_Entries supplied_.
__________________________________________________

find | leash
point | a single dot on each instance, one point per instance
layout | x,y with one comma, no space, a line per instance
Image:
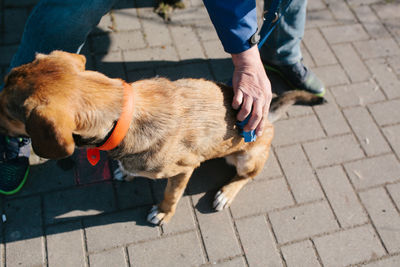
120,130
271,19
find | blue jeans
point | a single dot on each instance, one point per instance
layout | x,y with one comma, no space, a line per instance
283,45
53,24
65,24
59,24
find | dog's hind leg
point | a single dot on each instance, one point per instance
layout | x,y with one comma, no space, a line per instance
173,192
248,165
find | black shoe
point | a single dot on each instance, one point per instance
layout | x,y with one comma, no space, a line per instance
14,165
298,77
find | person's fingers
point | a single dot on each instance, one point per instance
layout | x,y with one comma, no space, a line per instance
237,99
245,109
256,116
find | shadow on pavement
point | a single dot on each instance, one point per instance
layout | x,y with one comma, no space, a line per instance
52,198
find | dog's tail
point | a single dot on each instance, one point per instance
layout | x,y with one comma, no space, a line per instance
280,104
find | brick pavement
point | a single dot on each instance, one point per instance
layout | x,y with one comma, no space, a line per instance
329,195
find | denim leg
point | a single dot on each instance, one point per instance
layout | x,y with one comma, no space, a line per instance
59,24
52,25
283,45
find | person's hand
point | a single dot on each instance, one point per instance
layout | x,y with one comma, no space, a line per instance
252,89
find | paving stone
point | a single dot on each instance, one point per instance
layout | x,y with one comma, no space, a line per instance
186,251
319,18
78,202
217,231
299,174
373,171
302,222
351,62
236,262
133,194
386,113
31,249
126,19
377,48
393,135
23,232
357,94
300,254
12,3
24,219
394,191
349,247
387,10
300,111
384,216
150,58
385,77
319,49
315,5
65,245
341,196
331,75
297,130
105,25
334,150
112,230
137,75
366,131
7,52
261,197
193,70
183,219
187,43
331,117
371,22
388,262
191,16
111,65
341,11
114,257
271,168
344,33
258,242
155,30
117,41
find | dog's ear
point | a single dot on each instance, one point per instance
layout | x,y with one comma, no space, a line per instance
51,132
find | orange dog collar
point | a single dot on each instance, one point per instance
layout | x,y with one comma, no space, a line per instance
120,130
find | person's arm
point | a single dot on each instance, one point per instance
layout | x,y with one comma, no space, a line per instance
236,22
252,89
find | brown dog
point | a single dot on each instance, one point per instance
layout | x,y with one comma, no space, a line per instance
174,127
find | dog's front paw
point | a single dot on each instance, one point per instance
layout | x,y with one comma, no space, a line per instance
221,201
158,217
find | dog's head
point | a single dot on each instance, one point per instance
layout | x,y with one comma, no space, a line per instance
42,99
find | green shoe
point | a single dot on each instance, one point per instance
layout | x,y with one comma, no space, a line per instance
13,175
298,77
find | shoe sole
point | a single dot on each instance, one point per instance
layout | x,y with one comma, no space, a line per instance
289,83
16,190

__________________________________________________

_Exercise brief_. If a line of the data holds the string "person", list it.

_Exercise response_.
find | person's fingers
find | person's hand
find | person's arm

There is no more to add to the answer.